====== Dataset extract

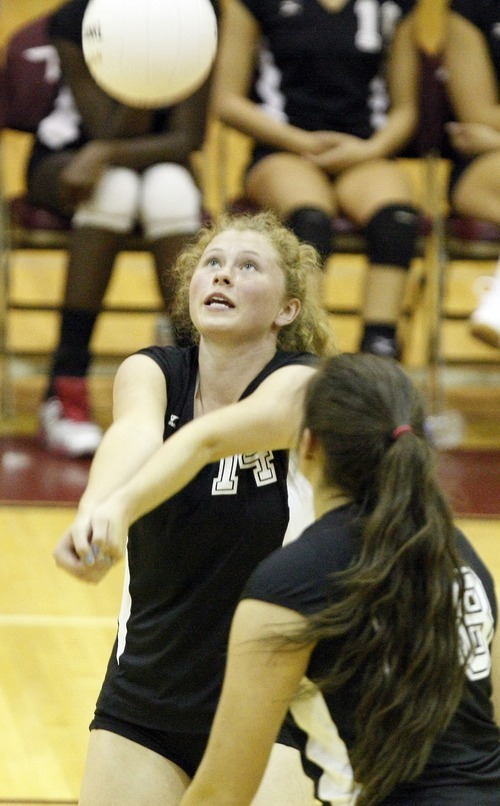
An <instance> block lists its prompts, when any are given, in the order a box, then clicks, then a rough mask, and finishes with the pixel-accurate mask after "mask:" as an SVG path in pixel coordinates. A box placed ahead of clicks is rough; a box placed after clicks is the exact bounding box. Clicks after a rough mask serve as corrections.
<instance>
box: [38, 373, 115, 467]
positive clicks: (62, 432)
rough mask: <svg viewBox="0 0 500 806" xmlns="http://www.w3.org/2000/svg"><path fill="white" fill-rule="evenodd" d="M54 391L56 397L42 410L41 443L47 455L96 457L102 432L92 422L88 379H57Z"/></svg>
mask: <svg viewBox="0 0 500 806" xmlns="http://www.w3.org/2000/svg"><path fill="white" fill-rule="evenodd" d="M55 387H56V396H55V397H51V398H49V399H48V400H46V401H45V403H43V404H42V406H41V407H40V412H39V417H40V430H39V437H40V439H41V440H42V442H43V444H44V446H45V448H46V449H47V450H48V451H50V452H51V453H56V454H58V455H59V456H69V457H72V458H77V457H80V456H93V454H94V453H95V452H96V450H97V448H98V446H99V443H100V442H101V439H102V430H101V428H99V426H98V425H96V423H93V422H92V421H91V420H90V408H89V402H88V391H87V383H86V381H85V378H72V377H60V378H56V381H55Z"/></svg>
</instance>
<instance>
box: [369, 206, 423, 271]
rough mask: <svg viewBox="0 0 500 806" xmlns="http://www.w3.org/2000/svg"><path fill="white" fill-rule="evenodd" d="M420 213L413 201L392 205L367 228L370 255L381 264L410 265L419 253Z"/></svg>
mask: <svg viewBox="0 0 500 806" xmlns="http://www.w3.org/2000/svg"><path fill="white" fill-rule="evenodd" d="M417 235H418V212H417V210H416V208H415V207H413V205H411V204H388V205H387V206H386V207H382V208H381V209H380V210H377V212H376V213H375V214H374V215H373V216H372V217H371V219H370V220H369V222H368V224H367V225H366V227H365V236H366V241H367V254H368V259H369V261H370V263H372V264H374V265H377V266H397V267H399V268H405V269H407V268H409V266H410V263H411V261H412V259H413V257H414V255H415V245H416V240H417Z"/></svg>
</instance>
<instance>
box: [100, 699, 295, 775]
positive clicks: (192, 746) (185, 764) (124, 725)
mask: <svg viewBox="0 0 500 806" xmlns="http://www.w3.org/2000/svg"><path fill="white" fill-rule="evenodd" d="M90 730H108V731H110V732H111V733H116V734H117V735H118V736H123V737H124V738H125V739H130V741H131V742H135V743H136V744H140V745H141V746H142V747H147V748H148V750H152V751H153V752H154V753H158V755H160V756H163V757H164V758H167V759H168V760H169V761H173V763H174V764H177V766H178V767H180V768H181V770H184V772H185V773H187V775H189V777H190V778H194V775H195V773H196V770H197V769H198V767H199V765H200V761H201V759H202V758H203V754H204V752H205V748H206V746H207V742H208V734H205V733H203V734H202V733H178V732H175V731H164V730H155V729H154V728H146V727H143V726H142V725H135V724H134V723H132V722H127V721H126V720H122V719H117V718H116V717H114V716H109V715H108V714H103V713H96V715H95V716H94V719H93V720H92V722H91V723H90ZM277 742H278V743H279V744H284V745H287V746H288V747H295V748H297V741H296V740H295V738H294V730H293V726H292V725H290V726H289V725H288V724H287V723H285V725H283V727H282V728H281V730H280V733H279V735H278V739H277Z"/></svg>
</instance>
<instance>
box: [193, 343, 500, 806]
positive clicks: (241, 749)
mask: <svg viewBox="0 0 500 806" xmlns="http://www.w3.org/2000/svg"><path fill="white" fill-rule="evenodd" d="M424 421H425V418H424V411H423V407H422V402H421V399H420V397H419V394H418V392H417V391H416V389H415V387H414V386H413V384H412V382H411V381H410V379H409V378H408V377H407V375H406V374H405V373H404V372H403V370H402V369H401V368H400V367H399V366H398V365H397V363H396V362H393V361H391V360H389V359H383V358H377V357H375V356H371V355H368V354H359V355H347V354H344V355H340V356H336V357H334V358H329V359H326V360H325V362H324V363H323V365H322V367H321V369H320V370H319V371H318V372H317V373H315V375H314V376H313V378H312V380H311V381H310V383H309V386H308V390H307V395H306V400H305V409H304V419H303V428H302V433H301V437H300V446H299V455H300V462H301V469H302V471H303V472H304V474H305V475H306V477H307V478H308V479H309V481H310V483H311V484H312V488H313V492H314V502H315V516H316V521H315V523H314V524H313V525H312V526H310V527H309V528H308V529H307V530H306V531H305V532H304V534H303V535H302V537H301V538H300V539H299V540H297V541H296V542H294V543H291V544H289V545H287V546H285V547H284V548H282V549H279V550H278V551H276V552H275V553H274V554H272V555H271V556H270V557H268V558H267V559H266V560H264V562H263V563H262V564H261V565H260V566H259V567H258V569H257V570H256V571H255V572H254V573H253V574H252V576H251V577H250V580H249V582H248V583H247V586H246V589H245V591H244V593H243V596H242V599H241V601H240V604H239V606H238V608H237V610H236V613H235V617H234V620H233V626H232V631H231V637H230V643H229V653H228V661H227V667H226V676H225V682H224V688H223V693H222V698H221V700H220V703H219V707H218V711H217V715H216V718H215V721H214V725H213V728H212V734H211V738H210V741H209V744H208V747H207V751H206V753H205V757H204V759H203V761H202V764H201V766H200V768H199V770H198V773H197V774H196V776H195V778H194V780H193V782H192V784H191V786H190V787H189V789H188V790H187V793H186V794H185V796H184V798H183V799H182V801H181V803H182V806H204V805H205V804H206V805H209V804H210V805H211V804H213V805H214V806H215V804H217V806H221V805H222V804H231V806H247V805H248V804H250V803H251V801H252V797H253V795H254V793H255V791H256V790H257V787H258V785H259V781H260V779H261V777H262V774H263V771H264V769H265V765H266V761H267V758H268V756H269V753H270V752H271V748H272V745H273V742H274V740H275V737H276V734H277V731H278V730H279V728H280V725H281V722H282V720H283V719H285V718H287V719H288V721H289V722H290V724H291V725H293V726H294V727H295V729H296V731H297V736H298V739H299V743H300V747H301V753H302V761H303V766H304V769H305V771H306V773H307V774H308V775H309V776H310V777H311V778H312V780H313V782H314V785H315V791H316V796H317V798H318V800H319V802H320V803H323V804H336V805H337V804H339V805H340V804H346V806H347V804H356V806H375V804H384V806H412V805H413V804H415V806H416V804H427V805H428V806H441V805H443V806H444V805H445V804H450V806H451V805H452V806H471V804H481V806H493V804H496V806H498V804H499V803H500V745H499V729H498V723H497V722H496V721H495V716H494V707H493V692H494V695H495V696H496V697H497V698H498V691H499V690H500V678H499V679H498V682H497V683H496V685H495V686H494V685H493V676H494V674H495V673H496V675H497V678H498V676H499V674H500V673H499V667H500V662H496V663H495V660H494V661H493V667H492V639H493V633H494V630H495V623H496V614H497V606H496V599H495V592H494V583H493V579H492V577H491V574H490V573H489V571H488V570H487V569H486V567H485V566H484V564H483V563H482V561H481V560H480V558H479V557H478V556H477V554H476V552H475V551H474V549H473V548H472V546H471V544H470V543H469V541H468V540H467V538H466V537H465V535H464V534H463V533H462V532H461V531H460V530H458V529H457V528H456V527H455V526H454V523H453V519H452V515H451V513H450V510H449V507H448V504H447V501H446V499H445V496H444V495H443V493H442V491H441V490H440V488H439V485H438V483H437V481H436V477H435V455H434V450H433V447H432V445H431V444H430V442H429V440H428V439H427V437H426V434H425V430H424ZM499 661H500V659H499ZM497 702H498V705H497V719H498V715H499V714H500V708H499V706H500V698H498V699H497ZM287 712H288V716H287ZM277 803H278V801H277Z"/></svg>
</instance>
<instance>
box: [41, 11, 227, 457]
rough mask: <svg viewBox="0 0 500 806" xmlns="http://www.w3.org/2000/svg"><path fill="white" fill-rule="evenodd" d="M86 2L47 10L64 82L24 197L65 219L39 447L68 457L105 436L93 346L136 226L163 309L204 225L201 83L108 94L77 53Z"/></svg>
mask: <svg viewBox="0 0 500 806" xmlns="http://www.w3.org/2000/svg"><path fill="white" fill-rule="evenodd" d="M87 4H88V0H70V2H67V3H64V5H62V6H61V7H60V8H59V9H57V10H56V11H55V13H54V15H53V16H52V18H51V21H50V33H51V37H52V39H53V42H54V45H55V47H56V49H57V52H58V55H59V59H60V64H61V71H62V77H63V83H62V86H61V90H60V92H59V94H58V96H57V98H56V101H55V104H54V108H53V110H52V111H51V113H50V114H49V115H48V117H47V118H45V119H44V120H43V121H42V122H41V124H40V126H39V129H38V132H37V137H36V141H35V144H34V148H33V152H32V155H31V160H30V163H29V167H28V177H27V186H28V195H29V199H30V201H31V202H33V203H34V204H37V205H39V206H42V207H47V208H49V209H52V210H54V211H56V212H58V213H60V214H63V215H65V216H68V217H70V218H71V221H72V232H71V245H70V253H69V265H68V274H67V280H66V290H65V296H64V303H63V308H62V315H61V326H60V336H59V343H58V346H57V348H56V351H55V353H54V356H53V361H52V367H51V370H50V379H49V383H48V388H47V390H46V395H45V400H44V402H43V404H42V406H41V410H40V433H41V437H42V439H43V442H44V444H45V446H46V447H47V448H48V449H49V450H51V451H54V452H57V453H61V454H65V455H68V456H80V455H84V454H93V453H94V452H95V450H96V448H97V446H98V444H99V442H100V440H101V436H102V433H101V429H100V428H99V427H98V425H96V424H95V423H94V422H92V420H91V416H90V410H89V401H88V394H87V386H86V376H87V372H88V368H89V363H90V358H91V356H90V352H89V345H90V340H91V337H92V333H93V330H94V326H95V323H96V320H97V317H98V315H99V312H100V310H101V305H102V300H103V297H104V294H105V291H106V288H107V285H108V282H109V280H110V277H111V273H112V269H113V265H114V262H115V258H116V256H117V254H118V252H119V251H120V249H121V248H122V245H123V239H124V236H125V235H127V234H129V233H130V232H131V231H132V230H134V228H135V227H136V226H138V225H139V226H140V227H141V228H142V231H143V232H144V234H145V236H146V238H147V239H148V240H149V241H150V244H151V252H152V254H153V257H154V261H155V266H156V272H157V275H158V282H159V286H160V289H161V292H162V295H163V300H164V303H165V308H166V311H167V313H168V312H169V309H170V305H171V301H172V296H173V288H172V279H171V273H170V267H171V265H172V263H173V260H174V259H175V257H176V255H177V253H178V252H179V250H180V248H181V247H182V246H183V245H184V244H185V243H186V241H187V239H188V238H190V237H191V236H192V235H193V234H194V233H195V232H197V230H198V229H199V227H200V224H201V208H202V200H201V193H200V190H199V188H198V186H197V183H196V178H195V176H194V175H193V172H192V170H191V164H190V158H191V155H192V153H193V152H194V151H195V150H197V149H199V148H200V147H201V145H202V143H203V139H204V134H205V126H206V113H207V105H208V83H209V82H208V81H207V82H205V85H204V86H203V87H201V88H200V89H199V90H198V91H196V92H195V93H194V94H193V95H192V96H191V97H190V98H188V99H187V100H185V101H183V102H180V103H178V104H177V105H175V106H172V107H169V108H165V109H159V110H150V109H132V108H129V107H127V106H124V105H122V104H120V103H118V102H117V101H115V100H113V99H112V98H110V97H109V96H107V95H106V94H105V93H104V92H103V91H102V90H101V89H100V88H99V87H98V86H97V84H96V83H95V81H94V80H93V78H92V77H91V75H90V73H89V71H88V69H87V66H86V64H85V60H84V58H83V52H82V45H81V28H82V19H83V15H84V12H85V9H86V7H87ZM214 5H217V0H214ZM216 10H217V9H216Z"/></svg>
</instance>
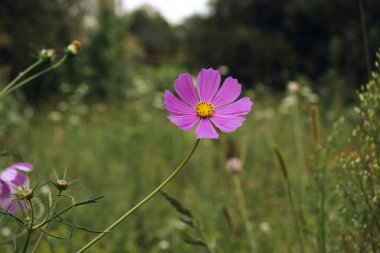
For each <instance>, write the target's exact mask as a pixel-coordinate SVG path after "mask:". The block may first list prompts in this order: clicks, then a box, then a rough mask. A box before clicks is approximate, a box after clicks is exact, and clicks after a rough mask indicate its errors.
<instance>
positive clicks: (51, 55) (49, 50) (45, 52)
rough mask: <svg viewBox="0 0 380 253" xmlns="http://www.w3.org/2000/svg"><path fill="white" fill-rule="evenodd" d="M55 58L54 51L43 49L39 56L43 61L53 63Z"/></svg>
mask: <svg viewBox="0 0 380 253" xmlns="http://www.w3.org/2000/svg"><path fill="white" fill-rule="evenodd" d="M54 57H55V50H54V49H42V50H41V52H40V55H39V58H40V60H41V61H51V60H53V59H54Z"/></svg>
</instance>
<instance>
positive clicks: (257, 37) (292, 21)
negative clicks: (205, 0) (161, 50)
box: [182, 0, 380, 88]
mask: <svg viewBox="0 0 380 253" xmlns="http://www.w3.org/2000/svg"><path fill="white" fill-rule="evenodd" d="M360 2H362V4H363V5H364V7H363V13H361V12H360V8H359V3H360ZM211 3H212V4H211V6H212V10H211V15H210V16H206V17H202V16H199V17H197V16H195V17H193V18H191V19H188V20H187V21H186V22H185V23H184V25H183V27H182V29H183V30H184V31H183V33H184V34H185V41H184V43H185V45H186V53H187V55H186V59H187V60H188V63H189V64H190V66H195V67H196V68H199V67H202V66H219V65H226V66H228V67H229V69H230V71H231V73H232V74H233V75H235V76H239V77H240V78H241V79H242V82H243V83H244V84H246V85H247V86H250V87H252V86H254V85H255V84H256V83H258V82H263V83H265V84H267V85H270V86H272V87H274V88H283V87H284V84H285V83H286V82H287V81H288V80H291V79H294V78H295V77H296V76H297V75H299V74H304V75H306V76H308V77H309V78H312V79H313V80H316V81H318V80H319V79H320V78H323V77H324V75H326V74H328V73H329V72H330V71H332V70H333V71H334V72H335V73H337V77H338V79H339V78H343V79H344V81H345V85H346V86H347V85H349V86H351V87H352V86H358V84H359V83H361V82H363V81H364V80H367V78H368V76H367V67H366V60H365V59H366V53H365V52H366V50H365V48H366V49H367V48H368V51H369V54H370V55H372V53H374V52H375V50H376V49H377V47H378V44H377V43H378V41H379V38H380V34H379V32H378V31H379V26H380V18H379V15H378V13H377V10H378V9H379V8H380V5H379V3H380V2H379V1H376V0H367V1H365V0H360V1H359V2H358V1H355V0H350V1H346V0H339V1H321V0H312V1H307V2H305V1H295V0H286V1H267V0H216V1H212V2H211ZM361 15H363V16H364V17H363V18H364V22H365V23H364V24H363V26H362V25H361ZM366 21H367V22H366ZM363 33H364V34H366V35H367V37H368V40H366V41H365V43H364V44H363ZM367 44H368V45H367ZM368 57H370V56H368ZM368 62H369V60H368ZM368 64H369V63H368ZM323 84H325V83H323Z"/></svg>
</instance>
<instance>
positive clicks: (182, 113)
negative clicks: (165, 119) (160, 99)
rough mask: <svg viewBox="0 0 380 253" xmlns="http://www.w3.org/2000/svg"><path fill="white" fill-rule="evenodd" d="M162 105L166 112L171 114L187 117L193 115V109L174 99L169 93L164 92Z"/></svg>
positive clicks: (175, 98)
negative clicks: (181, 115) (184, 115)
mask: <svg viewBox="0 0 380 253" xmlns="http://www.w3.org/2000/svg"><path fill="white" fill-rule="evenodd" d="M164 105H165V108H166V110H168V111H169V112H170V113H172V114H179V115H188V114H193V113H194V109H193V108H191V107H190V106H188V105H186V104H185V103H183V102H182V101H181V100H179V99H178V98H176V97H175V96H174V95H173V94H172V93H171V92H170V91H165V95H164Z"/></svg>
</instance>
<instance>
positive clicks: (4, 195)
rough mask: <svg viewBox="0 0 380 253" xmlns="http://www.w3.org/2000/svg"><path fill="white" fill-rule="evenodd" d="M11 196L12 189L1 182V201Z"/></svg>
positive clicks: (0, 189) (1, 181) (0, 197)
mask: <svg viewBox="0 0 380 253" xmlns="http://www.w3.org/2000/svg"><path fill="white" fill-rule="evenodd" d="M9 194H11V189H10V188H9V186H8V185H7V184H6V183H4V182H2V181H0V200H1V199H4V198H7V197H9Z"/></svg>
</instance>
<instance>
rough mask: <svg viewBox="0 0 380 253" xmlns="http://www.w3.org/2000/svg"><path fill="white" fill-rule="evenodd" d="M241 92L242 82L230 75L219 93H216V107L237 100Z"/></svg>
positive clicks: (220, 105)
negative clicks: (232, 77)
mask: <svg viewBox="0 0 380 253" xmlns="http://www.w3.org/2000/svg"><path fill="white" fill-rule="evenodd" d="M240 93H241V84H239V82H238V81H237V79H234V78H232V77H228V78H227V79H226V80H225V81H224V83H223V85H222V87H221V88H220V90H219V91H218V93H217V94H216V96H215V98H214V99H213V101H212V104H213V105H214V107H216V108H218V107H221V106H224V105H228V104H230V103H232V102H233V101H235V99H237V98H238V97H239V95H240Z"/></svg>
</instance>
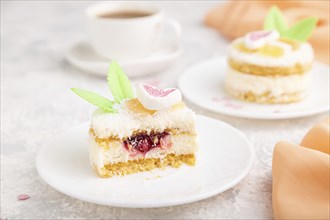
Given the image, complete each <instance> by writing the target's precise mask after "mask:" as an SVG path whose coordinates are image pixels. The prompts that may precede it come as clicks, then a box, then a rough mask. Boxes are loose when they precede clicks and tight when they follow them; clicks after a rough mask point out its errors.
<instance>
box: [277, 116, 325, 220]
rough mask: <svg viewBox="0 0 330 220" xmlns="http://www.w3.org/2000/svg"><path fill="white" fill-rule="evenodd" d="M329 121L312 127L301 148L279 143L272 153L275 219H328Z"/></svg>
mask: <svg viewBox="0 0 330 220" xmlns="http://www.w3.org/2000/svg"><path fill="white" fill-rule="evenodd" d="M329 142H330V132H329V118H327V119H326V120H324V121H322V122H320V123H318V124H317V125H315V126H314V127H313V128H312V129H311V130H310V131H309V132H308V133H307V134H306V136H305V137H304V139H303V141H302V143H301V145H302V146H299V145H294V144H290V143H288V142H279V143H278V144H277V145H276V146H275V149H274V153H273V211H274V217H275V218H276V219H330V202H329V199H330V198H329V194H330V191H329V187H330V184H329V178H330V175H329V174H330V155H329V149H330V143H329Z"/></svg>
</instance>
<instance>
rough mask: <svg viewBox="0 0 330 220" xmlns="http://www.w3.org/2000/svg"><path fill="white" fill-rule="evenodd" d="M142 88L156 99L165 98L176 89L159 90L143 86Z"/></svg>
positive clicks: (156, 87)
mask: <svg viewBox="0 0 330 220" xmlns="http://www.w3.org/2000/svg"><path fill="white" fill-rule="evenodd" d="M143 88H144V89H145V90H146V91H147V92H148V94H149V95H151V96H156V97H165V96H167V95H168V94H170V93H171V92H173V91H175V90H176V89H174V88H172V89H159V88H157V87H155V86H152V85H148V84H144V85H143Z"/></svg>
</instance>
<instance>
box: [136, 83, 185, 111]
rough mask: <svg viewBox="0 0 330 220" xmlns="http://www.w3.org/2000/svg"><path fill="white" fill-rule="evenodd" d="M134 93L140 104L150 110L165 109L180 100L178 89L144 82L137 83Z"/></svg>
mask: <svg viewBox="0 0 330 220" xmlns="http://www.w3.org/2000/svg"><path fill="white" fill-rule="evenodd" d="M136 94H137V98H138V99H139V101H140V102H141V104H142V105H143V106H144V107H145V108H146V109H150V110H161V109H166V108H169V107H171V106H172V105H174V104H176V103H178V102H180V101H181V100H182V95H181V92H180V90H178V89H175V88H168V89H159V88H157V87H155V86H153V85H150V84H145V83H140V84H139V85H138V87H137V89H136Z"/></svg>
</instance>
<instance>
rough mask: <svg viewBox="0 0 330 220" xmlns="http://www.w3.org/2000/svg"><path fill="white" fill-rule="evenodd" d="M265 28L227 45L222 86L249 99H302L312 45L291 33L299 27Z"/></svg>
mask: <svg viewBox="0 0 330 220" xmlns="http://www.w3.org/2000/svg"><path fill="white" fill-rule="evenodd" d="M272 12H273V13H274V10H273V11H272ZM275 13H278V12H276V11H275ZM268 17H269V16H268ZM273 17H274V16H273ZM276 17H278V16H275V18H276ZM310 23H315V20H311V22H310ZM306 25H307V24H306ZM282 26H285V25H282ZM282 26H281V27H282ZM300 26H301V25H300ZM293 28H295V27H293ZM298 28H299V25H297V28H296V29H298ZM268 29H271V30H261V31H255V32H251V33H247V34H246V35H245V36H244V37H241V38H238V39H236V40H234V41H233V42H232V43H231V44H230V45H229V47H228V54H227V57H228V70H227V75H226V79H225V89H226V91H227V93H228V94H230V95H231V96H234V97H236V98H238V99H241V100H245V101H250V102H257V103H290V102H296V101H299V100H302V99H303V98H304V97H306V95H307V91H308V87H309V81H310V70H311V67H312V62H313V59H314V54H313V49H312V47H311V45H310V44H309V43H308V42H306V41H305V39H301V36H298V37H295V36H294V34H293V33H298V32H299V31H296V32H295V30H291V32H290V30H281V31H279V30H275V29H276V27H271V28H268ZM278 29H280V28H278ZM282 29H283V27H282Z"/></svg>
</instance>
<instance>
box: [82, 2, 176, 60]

============

_Exercise prompt:_ Write out the lines exactly, from the start through the line with "box: [38, 373, 115, 467]", and leave the pictures out of your answer.

_Exercise response:_
An <instance> block lists its prompts, when any are given, in the order a box, then clicks, then a rough mask, and finishes with the pixel-accurate mask after "mask:" as an SVG path in pixel coordinates. A box placed ahead of clicks is rough; a box placed after clicks is the exact bounding box. Clicks after a rough mask serve as corrections.
<instance>
box: [38, 373, 115, 467]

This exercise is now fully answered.